Set exercise
Reproduce the passage of the SEC cybersecurity disclosure article below word for word, from "On July 26, 2023, the" up to and including "in December 2023.".

Document excerpt
New SEC disclosure requirements for cybersecurity incidents will have significant impacts on critical infrastructure operators

As published in the Journal for Critical Infrastructure Policy in 4Q2024

 

The SEC released its final rule on Cybersecurity Risk Management, Strategy, Governance, and Incident Response on July 26, 2023.  The Final Rules require public companies to publicly disclose (1) material cybersecurity incidents and (2) cyber risk management processes.  These disclosures will be made via existing SEC reporting methods are intended to provide investors with enhanced transparency into cyber risk and cyber risk management processes across public companies. 

 

Introduction

On July 26, 2023, the SEC issued its final rules for companies disclosing key information regarding cyber risk. This concludes a long and contentious rulemaking that began in March 2022 with the SEC’s original notification of its intent to formalize cybersecurity disclosures.  The 18 intervening months was filled with passionate and public debate and discussion in a wide-ranging spectrum of perspectives.  Many debated the inherent value of such reporting, some questioned the SEC’s authority to require such disclosures, and untold volumes were expended in debating thorny practical matters regarding definitions and responsibilities.  While many sought different outcomes in key areas, most of the suggestions and criticisms were addressed and the rules were finalized, and compliance expectations begin in December 2023.

Entries provided

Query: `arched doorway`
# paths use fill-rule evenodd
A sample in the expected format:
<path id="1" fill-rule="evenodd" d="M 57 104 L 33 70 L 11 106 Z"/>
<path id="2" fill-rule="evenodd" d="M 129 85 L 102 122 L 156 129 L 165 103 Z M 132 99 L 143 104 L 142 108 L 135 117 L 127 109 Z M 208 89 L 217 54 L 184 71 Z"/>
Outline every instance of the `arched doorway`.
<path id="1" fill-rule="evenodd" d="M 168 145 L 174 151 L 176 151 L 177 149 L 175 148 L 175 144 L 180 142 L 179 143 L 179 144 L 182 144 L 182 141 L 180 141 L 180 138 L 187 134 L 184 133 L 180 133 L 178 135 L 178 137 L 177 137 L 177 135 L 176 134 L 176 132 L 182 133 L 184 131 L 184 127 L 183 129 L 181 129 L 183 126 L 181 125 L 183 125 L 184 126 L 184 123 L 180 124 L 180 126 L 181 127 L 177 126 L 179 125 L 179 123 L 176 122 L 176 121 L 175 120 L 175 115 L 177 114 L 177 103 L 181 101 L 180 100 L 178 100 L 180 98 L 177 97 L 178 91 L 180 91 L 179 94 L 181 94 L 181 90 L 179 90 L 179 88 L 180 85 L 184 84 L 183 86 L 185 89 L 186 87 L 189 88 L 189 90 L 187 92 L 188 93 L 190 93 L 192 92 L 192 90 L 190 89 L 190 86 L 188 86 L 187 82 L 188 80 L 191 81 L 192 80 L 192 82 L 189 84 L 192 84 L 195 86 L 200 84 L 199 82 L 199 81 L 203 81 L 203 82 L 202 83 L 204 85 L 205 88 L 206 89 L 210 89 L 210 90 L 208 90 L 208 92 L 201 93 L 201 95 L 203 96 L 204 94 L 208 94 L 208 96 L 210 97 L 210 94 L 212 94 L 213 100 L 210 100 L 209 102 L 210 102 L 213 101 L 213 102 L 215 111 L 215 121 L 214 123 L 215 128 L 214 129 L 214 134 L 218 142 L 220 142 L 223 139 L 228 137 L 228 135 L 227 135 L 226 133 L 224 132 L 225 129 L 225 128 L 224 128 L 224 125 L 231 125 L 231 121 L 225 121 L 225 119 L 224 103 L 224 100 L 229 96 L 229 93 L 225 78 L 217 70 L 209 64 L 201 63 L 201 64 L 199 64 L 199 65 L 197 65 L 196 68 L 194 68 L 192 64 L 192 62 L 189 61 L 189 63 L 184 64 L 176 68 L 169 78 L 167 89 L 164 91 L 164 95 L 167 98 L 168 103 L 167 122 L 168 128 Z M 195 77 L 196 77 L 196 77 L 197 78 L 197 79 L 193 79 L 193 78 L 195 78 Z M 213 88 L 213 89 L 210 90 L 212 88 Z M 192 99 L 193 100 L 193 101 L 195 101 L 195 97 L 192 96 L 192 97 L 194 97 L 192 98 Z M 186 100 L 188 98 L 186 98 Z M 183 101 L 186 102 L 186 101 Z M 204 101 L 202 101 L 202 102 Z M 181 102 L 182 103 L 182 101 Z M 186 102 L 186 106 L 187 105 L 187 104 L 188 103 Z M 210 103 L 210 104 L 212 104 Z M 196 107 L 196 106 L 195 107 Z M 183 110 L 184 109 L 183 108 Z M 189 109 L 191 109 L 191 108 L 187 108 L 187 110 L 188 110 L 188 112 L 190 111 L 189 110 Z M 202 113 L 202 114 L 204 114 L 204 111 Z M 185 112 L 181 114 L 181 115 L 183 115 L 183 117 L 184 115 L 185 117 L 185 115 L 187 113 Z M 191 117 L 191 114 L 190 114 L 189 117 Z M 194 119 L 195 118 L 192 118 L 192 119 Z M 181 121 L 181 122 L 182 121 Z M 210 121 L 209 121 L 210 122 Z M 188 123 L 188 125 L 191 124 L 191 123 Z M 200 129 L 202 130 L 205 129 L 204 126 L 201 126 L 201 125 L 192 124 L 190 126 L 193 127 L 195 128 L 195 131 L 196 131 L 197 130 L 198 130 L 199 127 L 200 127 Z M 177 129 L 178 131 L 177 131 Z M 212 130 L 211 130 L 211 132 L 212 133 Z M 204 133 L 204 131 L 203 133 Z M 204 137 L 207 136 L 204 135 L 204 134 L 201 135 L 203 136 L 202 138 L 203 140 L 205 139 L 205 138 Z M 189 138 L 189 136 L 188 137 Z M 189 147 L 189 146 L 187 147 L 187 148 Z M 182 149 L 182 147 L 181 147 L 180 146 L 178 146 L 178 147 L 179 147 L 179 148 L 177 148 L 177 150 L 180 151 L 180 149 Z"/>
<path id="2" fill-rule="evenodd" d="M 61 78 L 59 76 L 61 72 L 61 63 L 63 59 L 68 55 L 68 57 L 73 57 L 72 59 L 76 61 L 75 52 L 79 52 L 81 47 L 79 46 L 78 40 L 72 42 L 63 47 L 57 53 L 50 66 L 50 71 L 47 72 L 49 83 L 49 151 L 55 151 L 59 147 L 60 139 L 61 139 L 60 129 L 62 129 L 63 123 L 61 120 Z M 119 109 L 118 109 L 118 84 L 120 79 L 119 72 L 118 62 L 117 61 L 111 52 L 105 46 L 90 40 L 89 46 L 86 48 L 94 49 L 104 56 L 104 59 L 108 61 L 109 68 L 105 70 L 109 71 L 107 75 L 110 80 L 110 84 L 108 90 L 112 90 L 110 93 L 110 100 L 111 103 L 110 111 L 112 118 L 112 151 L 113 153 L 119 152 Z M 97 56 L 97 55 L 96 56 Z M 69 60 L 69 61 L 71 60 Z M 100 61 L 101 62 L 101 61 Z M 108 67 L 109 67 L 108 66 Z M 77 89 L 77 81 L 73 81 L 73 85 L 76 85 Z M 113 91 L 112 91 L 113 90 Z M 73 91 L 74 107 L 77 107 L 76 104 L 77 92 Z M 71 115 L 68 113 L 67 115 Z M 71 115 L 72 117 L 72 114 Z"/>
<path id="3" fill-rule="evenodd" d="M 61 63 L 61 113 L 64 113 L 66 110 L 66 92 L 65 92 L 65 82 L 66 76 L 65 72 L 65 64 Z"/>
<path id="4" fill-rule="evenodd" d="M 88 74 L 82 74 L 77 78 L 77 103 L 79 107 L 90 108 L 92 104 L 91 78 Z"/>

Answer for this exercise
On July 26, 2023, the SEC issued its final rules for companies disclosing key information regarding cyber risk. This concludes a long and contentious rulemaking that began in March 2022 with the SEC’s original notification of its intent to formalize cybersecurity disclosures.  The 18 intervening months was filled with passionate and public debate and discussion in a wide-ranging spectrum of perspectives.  Many debated the inherent value of such reporting, some questioned the SEC’s authority to require such disclosures, and untold volumes were expended in debating thorny practical matters regarding definitions and responsibilities.  While many sought different outcomes in key areas, most of the suggestions and criticisms were addressed and the rules were finalized, and compliance expectations begin in December 2023.